GIVEN REQUEST
Copy the listing below word for word, starting at its first line and ending at the line that contains "column 1036, row 178", with both of those lines included.

(Records of labeled points)
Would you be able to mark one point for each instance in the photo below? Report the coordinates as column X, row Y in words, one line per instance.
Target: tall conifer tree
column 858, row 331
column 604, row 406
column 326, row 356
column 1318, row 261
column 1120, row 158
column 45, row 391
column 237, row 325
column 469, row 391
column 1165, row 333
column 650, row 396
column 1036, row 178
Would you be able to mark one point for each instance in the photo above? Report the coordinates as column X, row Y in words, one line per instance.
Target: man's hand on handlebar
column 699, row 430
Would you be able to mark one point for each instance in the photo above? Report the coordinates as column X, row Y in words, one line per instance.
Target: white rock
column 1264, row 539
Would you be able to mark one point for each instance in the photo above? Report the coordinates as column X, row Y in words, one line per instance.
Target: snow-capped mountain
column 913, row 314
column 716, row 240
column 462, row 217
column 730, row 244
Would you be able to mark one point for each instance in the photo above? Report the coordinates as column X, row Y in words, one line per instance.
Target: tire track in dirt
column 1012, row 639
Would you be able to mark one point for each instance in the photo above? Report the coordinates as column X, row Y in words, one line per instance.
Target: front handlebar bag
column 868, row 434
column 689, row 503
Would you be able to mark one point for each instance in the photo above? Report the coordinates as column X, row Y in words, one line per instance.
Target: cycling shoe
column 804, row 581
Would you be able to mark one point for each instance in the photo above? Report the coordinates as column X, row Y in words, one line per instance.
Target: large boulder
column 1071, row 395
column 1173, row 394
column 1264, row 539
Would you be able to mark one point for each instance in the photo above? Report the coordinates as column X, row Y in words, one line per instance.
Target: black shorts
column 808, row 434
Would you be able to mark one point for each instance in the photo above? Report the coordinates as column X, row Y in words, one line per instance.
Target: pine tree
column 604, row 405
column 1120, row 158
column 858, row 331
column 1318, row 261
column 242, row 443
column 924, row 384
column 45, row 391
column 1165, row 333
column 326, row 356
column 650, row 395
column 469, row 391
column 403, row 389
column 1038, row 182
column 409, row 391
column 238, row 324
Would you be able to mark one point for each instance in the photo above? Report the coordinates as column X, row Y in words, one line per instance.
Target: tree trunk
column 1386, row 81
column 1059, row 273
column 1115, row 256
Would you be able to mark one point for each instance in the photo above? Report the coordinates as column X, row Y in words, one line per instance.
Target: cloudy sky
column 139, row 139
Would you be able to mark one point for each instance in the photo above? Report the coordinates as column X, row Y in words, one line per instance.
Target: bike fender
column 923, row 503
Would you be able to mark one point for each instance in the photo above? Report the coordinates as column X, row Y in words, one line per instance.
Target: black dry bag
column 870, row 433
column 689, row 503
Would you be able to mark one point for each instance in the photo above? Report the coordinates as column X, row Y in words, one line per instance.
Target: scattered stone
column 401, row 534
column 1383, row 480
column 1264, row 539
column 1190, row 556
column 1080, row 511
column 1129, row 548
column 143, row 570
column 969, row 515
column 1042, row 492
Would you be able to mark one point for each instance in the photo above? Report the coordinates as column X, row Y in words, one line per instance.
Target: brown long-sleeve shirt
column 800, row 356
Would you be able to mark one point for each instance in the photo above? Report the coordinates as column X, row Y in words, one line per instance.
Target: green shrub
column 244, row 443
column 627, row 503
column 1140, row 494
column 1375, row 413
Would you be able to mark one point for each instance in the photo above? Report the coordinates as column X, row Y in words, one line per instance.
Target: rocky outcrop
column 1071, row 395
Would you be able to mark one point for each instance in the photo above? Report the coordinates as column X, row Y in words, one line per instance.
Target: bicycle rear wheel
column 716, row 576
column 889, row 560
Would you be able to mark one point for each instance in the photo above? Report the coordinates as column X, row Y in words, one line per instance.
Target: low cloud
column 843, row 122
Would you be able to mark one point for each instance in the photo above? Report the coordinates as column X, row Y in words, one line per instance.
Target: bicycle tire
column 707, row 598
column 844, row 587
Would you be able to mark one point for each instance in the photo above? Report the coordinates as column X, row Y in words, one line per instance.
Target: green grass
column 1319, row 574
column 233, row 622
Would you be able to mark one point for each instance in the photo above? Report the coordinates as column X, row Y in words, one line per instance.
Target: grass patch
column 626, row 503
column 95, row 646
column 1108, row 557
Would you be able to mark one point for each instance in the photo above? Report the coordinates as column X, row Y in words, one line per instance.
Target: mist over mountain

EXERCISE ANSWER
Would you be able to mark one point for each instance in the photo below? Report the coordinates as column X, row Y in words, one line per instance.
Target: tall conifer tree
column 858, row 331
column 604, row 406
column 326, row 356
column 1318, row 261
column 1120, row 158
column 45, row 391
column 237, row 325
column 469, row 391
column 1165, row 333
column 650, row 396
column 1036, row 178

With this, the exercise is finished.